Input data:
+++++

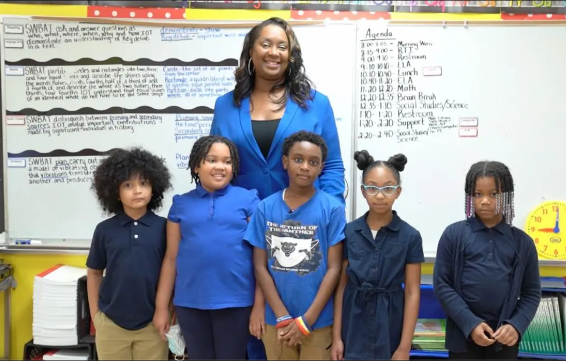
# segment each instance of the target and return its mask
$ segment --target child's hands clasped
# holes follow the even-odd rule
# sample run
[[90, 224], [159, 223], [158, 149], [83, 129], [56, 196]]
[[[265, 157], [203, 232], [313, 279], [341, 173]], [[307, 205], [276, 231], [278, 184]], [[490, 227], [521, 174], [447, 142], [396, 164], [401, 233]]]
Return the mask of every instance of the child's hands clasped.
[[152, 322], [153, 326], [159, 331], [159, 334], [161, 336], [161, 338], [164, 341], [167, 341], [167, 338], [165, 337], [165, 333], [169, 330], [169, 326], [170, 325], [169, 310], [156, 310], [155, 313], [153, 314]]
[[500, 343], [511, 346], [519, 341], [519, 334], [514, 327], [507, 324], [497, 329], [494, 339]]
[[332, 341], [332, 348], [330, 349], [330, 359], [332, 361], [342, 361], [344, 359], [344, 343], [342, 338]]
[[[487, 333], [490, 337], [486, 335]], [[477, 327], [471, 332], [471, 339], [478, 346], [486, 346], [492, 345], [495, 342], [493, 338], [494, 330], [485, 322], [478, 325]]]
[[254, 306], [250, 316], [250, 333], [261, 339], [261, 336], [265, 333], [265, 307]]
[[300, 345], [306, 337], [294, 321], [277, 330], [277, 343], [282, 342], [289, 347]]

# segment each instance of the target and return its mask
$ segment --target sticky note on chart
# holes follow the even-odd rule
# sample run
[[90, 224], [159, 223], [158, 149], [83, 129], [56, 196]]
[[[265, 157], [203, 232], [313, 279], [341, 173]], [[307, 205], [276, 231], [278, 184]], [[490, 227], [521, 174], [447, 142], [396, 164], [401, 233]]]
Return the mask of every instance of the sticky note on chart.
[[24, 49], [24, 41], [22, 39], [4, 39], [4, 47]]
[[440, 76], [442, 67], [423, 67], [423, 76]]
[[477, 127], [478, 118], [475, 117], [462, 117], [458, 119], [460, 127]]
[[25, 125], [25, 115], [6, 115], [6, 124], [7, 125]]
[[8, 168], [25, 168], [25, 158], [8, 158], [6, 165]]
[[477, 127], [461, 127], [458, 129], [458, 135], [461, 138], [475, 138], [478, 136]]
[[6, 24], [4, 25], [5, 34], [23, 34], [24, 25], [11, 25]]

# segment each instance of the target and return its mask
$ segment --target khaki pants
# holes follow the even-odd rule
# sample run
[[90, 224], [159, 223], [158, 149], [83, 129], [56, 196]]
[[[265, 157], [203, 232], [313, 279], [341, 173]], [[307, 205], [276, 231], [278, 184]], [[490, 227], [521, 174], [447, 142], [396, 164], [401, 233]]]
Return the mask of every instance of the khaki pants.
[[98, 311], [93, 319], [98, 359], [166, 360], [169, 346], [150, 324], [139, 330], [125, 329]]
[[269, 361], [278, 360], [330, 360], [332, 346], [332, 327], [315, 330], [298, 346], [289, 347], [277, 343], [277, 331], [273, 326], [265, 326], [265, 333], [261, 337], [265, 346], [265, 354]]

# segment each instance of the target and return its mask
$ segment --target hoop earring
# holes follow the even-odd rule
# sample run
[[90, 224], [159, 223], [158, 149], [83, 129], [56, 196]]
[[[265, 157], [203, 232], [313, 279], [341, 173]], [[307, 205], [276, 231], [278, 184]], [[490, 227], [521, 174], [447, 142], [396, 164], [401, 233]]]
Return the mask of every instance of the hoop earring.
[[255, 67], [254, 67], [254, 70], [250, 68], [250, 66], [254, 67], [254, 65], [251, 63], [251, 58], [250, 58], [250, 61], [248, 62], [248, 73], [251, 75], [252, 73], [255, 71]]

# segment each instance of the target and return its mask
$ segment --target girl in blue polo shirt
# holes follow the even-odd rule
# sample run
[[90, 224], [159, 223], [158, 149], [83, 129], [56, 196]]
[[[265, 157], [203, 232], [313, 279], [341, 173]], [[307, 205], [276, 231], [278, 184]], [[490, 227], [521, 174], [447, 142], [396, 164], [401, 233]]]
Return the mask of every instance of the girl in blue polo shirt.
[[233, 185], [238, 161], [226, 138], [199, 139], [189, 160], [196, 188], [173, 197], [168, 217], [153, 322], [163, 336], [174, 285], [173, 305], [191, 359], [246, 359], [255, 282], [252, 247], [243, 237], [259, 199], [255, 190]]
[[[408, 360], [421, 297], [421, 233], [393, 210], [406, 157], [354, 153], [369, 210], [346, 226], [333, 360]], [[405, 289], [402, 286], [405, 284]]]

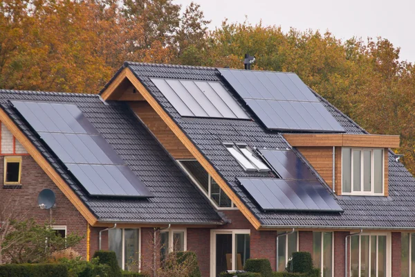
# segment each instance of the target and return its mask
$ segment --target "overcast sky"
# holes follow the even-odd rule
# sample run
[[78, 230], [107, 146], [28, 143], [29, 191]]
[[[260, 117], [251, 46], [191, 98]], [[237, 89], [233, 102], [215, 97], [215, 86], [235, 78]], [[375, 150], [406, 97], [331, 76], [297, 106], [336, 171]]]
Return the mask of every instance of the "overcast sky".
[[[185, 6], [192, 0], [175, 0]], [[201, 5], [211, 28], [225, 18], [252, 24], [325, 32], [337, 38], [381, 36], [400, 47], [400, 59], [415, 62], [415, 0], [194, 0]]]

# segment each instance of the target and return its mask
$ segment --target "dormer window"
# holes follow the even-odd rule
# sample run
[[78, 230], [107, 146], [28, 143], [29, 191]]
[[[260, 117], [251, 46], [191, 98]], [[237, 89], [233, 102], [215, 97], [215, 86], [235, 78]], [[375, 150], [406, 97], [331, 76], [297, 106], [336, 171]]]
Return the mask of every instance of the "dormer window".
[[245, 171], [270, 171], [270, 168], [264, 163], [254, 153], [253, 150], [245, 144], [225, 144], [228, 151], [239, 163]]
[[384, 195], [383, 149], [342, 148], [343, 195]]

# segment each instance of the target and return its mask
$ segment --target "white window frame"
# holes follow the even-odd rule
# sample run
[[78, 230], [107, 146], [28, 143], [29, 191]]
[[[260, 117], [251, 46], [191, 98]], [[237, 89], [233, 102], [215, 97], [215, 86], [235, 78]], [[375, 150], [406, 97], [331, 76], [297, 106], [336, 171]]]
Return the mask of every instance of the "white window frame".
[[[125, 229], [136, 229], [138, 231], [138, 272], [141, 272], [141, 228], [117, 228], [121, 229], [121, 269], [125, 270]], [[109, 249], [109, 245], [108, 246]]]
[[[217, 210], [237, 210], [238, 208], [234, 205], [233, 201], [232, 201], [232, 199], [230, 200], [230, 207], [220, 207], [219, 206], [216, 202], [212, 199], [212, 180], [213, 179], [213, 178], [212, 177], [212, 175], [210, 175], [209, 173], [208, 173], [208, 192], [206, 192], [205, 190], [205, 188], [203, 188], [203, 186], [202, 185], [200, 184], [200, 183], [199, 182], [199, 181], [197, 181], [196, 179], [196, 178], [194, 178], [194, 177], [193, 177], [193, 175], [192, 175], [191, 172], [190, 172], [182, 164], [181, 161], [197, 161], [196, 159], [177, 159], [176, 160], [177, 163], [180, 166], [180, 167], [185, 171], [185, 172], [186, 172], [186, 174], [187, 175], [187, 176], [190, 178], [190, 179], [193, 181], [193, 183], [194, 183], [194, 184], [196, 184], [196, 186], [199, 188], [199, 190], [206, 196], [206, 197], [208, 197], [208, 199], [209, 199], [209, 201], [210, 202], [210, 203], [212, 203], [212, 204], [215, 207], [216, 209]], [[217, 184], [217, 182], [216, 182]], [[219, 184], [218, 184], [219, 186]], [[219, 186], [220, 188], [220, 186]], [[222, 190], [222, 192], [223, 193], [225, 193], [223, 190], [222, 190], [222, 188], [221, 188], [221, 190]]]
[[235, 269], [237, 255], [235, 253], [235, 235], [249, 235], [250, 229], [211, 229], [210, 230], [210, 277], [216, 277], [216, 235], [217, 234], [232, 235], [232, 270]]
[[[295, 233], [297, 234], [297, 236], [295, 238], [295, 246], [297, 247], [295, 248], [295, 251], [298, 252], [299, 251], [299, 232], [298, 231], [295, 231]], [[289, 234], [285, 235], [281, 235], [279, 237], [278, 237], [278, 242], [279, 243], [279, 240], [285, 240], [285, 259], [286, 259], [286, 264], [284, 265], [284, 268], [285, 266], [287, 265], [287, 263], [288, 262], [288, 259], [290, 258], [290, 257], [288, 257], [288, 235]], [[275, 259], [277, 260], [277, 268], [275, 269], [275, 270], [277, 270], [278, 271], [278, 267], [279, 267], [279, 263], [278, 262], [278, 256], [279, 256], [279, 253], [278, 253], [278, 244], [277, 244], [277, 253], [275, 254]], [[282, 272], [282, 271], [278, 271], [278, 272]]]
[[[370, 266], [371, 265], [371, 255], [370, 255], [370, 251], [371, 251], [371, 240], [370, 239], [370, 236], [371, 235], [385, 235], [386, 236], [386, 277], [391, 277], [391, 249], [392, 249], [392, 244], [391, 244], [391, 235], [390, 233], [362, 233], [358, 235], [355, 235], [356, 236], [359, 237], [359, 269], [358, 269], [358, 272], [359, 272], [359, 276], [358, 277], [360, 277], [360, 269], [361, 269], [361, 266], [362, 266], [362, 244], [360, 243], [361, 242], [361, 238], [360, 237], [362, 235], [369, 235], [369, 260], [368, 260], [368, 265]], [[354, 236], [354, 235], [353, 235]], [[349, 242], [349, 245], [348, 245], [348, 248], [349, 248], [349, 274], [351, 274], [351, 239], [349, 240], [350, 242]], [[376, 238], [376, 244], [378, 243], [378, 239]], [[376, 259], [378, 259], [378, 251], [377, 251], [377, 249], [376, 249]], [[370, 268], [370, 267], [369, 267]], [[376, 271], [376, 276], [378, 275], [378, 271]]]
[[[350, 172], [351, 172], [351, 193], [344, 193], [343, 192], [343, 148], [348, 148], [351, 150], [351, 153], [350, 153], [350, 159], [351, 159], [351, 169], [350, 169]], [[374, 181], [374, 172], [375, 172], [375, 165], [374, 165], [374, 150], [382, 150], [382, 193], [374, 193], [374, 190], [375, 190], [375, 183]], [[358, 190], [358, 191], [355, 191], [354, 190], [354, 188], [353, 188], [353, 150], [360, 150], [360, 189], [361, 190]], [[371, 191], [364, 191], [364, 187], [365, 187], [365, 184], [364, 184], [364, 154], [363, 154], [363, 151], [368, 151], [370, 150], [371, 152]], [[351, 147], [344, 147], [342, 148], [342, 165], [341, 165], [341, 170], [342, 170], [342, 195], [365, 195], [365, 196], [383, 196], [385, 195], [385, 149], [384, 148], [351, 148]]]
[[176, 229], [176, 228], [170, 228], [166, 230], [162, 230], [160, 231], [160, 233], [169, 233], [169, 246], [168, 246], [168, 253], [172, 253], [173, 251], [173, 248], [174, 247], [174, 242], [173, 241], [174, 234], [174, 233], [183, 232], [183, 251], [187, 251], [187, 229]]
[[[320, 233], [320, 274], [323, 277], [323, 266], [324, 265], [324, 233], [331, 233], [331, 276], [334, 276], [334, 232], [317, 231]], [[314, 242], [313, 242], [314, 243]]]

+++++

Task prompt:
Copy out the records from the start through the line that contains "343], [342, 338]]", requests included. Shift every point coordinate in the answers by adding 104 to it, and leave the pictures out.

Solution to this problem:
# segment each instance of the target and return its mask
$ segment --target child's hands clasped
# holes follow the even-odd rule
# sample run
[[90, 224], [159, 223], [158, 149], [83, 129], [56, 196]]
[[[265, 157], [203, 232], [313, 279], [341, 173]], [[307, 205], [276, 231], [278, 184]], [[490, 227], [521, 174], [447, 142], [396, 164], [401, 233]]]
Return the mask of every instance of the child's hands clasped.
[[256, 426], [257, 430], [263, 435], [263, 438], [265, 440], [265, 442], [268, 445], [271, 445], [271, 442], [269, 441], [269, 437], [273, 434], [273, 430], [274, 429], [273, 414], [260, 414], [259, 417], [257, 418]]
[[604, 447], [615, 450], [623, 445], [623, 438], [618, 431], [611, 428], [601, 433], [598, 443]]
[[436, 445], [436, 452], [434, 453], [434, 463], [436, 465], [446, 465], [448, 463], [448, 447], [446, 442]]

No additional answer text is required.